Extrait du document:

Prédication du 11 mars 2018 - Jean 15.12-17 (2)- Aimer, c’est donner sa vie pour d’autres (S. Guiton)



Une fois n’est pas coutume, je vous invite à poursuivre la méditation d’un passage déjà abordé il y a 15 jours : Jean 15.12-17.
On est à la fin du ministère de Jésus. Dans un long discours, celui-ci s’adresse à ses disciples pour leur laisser ses « dernières volontés » et les préparer à son départ. 
Dans les versets précédents, Jésus a développé l’image de la vigne : il est le cep, ses disciples sont les sarments, ils porteront des fruits seulement s’ils restent attachés au cep. De beaux  fruits, qui les rempliront de joie
Et le fruit principal, ce sera l’amour. 
Puis Jésus continue : 

12 Voici mon commandement : que vous vous aimiez les uns les autres comme je vous ai aimés. 13 Personne n'a de plus grand amour que celui qui se défait de sa vie pour ses amis. 14 Vous, vous êtes mes amis si vous faites ce que, moi, je vous commande. 
15 Je ne vous appelle plus esclaves, parce que l'esclave ne sait pas ce que fait son maître. Je vous ai appelés amis, parce que je vous ai fait connaître tout ce que j'ai entendu de mon Père. 16 Ce n'est pas vous qui m'avez choisi, c'est moi qui vous ai choisis et institués pour que, vous, vous alliez, que vous portiez du fruit et que votre fruit demeure ; afin que le Père vous donne tout ce que vous lui demanderez en mon nom.
17 Ce que je vous commande, c'est que vous vous aimiez les uns les autres.

Exemples d'étiquetage de points:
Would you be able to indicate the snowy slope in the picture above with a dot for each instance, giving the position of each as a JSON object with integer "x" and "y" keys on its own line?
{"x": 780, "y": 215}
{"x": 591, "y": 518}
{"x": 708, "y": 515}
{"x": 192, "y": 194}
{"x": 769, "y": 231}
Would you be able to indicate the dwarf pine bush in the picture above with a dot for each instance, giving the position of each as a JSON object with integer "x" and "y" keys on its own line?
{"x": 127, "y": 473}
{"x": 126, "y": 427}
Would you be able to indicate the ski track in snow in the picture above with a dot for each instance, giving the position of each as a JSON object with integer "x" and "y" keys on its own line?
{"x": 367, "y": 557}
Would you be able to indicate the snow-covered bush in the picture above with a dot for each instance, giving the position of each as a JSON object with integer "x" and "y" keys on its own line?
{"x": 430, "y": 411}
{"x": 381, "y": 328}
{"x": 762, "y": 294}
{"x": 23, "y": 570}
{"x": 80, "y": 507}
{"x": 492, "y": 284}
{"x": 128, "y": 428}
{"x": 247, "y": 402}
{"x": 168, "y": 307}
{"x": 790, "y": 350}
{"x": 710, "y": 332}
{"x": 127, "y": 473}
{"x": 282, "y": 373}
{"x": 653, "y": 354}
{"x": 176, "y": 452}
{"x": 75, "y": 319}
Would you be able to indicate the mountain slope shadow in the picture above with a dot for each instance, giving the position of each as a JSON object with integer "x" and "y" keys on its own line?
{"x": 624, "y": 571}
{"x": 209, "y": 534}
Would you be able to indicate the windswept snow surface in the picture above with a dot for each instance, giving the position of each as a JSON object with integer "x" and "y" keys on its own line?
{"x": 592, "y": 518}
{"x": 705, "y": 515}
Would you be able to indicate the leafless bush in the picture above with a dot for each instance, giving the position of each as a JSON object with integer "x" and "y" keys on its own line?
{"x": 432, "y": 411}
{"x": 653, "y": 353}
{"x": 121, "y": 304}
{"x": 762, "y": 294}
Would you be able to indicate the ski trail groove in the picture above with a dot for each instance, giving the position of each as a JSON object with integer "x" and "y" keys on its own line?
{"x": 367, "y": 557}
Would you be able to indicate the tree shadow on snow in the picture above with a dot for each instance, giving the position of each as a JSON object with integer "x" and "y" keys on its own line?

Travail à effectuer: Reproduisez fidèlement le passage de la prédication qui s'ouvre sur les mots « On est à la » et se clôt sur les mots « ce sera l’amour. ».

Réponse rédigée:
On est à la fin du ministère de Jésus. Dans un long discours, celui-ci s’adresse à ses disciples pour leur laisser ses « dernières volontés » et les préparer à son départ. 
Dans les versets précédents, Jésus a développé l’image de la vigne : il est le cep, ses disciples sont les sarments, ils porteront des fruits seulement s’ils restent attachés au cep. De beaux  fruits, qui les rempliront de joie
Et le fruit principal, ce sera l’amour.